■ Challenge
Could you update the part of the spritzing thread below between "## richoso1 (Jul" and "mixture that is.", inclusive, with "apple juice" changed to "pineapple juice"?

■ Excerpt
Now that is something I can get behind!!! Whiskey is fantastic, especially a good bourbon or sour-mash...

I have recently stumbled across "Big Peat" which is a scotch whiskey. Very, VERY smokey flavour and adds a little kick to the meat. It is a little more expensive (especially here in Canada) but a little will go a long way! Give it a shot, you will not be disappointed!!! 

Cheers,

Johnny K.


----------



## richoso1 (Jul 13, 2010)

mballi3011 said:


> Now I have heard that vinegar really tenderrizes the meat. Thats why I put it into my spritzing liquid. A little 40 vinegar to 60 apple juice mixture that is.


You are right about the tenderizing effect of vinegar on meat. Vinegar is a key ingredient for Adobo, which is used to tenderize and flavor meat. Without vinegar, it's just another marinade.


----------



## swalker (Jul 18, 2010)

JohnnyBigSmoke said:


> Now that is something I can get behind!!! Whiskey is fantastic, especially a good bourbon or sour-mash...
> 
> I have recently stumbled across "Big Peat" which is a scotch whiskey. Very, VERY smokey flavour and adds a little kick to the meat. It is a little more expensive (especially here in Canada) but a little will go a long way! Give it a shot, you will not be disappointed!!!
> 
> ...


Hi Johnny,

   I use 3 parts apple juice and 1 part Captain Morgan's Spiced Rum...I think I will add a little apple cider vinegar to this and see how it does. Have never heard of Big Peat...

Thanks.


----------



## johnnybigsmoke (Jul 19, 2010)

Hey swalker,

I love to use apple juice as well but I have never had any experience using rum in a spritz... I usually use a whiskey of some kind. Does the rum taste come through on the meat? Let me know as I'm very intrigued...

Cheers,

Johnny K.


----------



## swalker (Jul 20, 2010)

■ Source excerpt

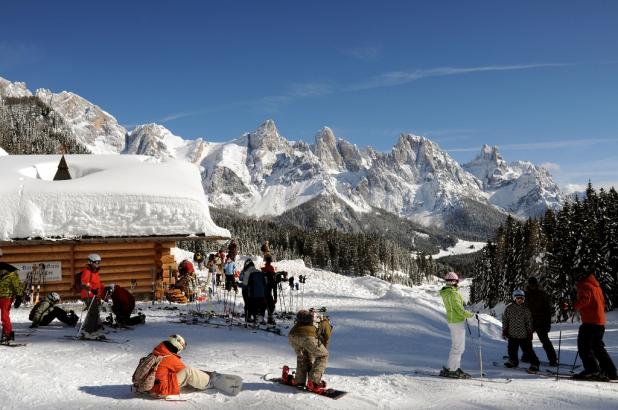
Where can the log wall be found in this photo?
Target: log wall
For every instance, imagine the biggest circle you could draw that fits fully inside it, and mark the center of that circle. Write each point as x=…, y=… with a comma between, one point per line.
x=135, y=265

■ Response to the task
## richoso1 (Jul 13, 2010)

mballi3011 said:


> Now I have heard that vinegar really tenderrizes the meat. Thats why I put it into my spritzing liquid. A little 40 vinegar to 60 pineapple juice mixture that is.